##### Pasaje #####

No os miento si os digo que los premios me importaban. En pocas palabras, deseaba, acaso necesitaba, la validación de otros acerca de mis propias opiniones. Cuando imagino cómo me despreciaría mi yo de ayer acudo a lo que recuerdo de él, y su dogmatismo recurrente y el modo de aferrarse a una opinión porque le daba más valor a su comodidad intelectual que la búsqueda de la verdad me reconcilian un poco con mi duda infinita presente. La realidad me parece poliédrica y elusiva en ocasiones, casi siempre en lo que importa...en fin, no aprecio mucho esos rasgos pasados de mi carácter y espero haberlos aliviado. Me incomodan quienes se abrazan a cualquiera de sus motivos para pasar por encima de los demás como un vendaval de ego y ceguera voluntaria.
¿Qué es mejor, qué peor en el arte? Resulta difícil aventurar respuestas universales. Acaso una de las pocas válidas es que es el conjunto de méritos que ningún jurado tiene en cuenta nunca cuando desea otorgar premios. Se martillea con la idea de que no importa tanto la realidad, sino el relato que se construye con ella. Esa miseria intelectual desborda la mentira, puesto que decide que verdad y mentira son categorías que no tienen sentido. Me preocupa esa idea obviamente autoritaria y también el espíritu de la época en el que el arte parece haber renunciado a ofrecer una representación del mundo, la ausencia de realidad sustituida por la exposición de baratijas de moda. Por problemática y resbaladiza que sea, deseamos vivir en una verdad, como en un témpano de hielo sobre la mar gélida. No me parece extraño que a fin de cuentas esta contradicción interna sea resuelva apelando a autoridades, jurados, premios. Una falta de jerarquías apuntala el poder hasta cierto punto, el punto en el que el poder debe apelar a una justificación propia para evitar su caída. ¿Pero por qué me importaba quien ganaba un Oscar, un Planeta, un Nobel? Hoy me parecen partes que se necesitan de la misma mentira: La sugestión de que hay un valor para tu vida que debe ser impuesto desde fuera, desde arriba, por tu propio bien. Y me asusta imaginarlo.

##### Datos proporcionados #####

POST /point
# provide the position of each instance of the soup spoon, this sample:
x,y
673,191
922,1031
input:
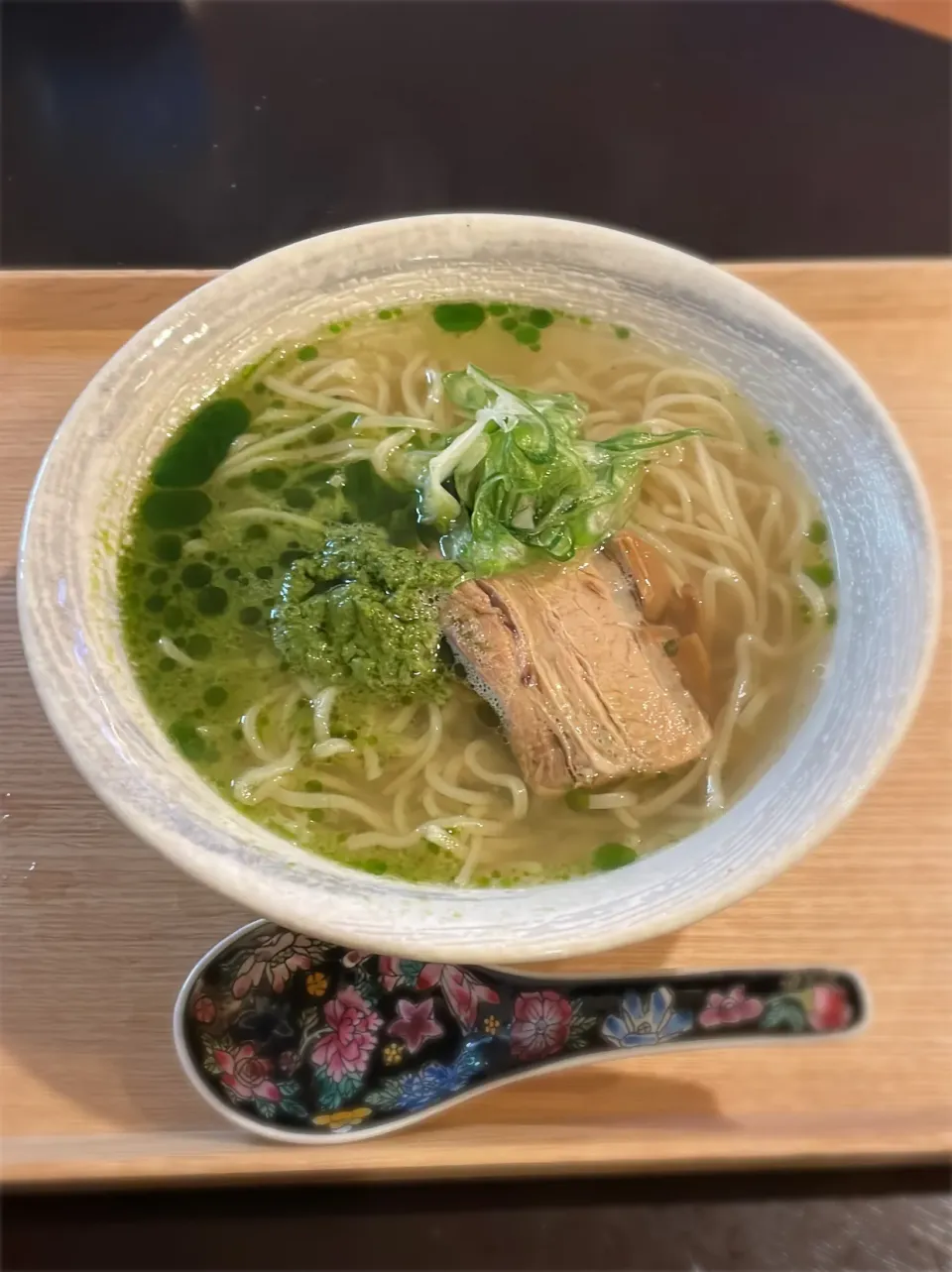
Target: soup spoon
x,y
298,1039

#####

> _Requisitos del ejercicio_
Enumera todos los galardones que el pasaje menciona con nombre propio.

> _Respuesta_
Oscar, Planeta, Nobel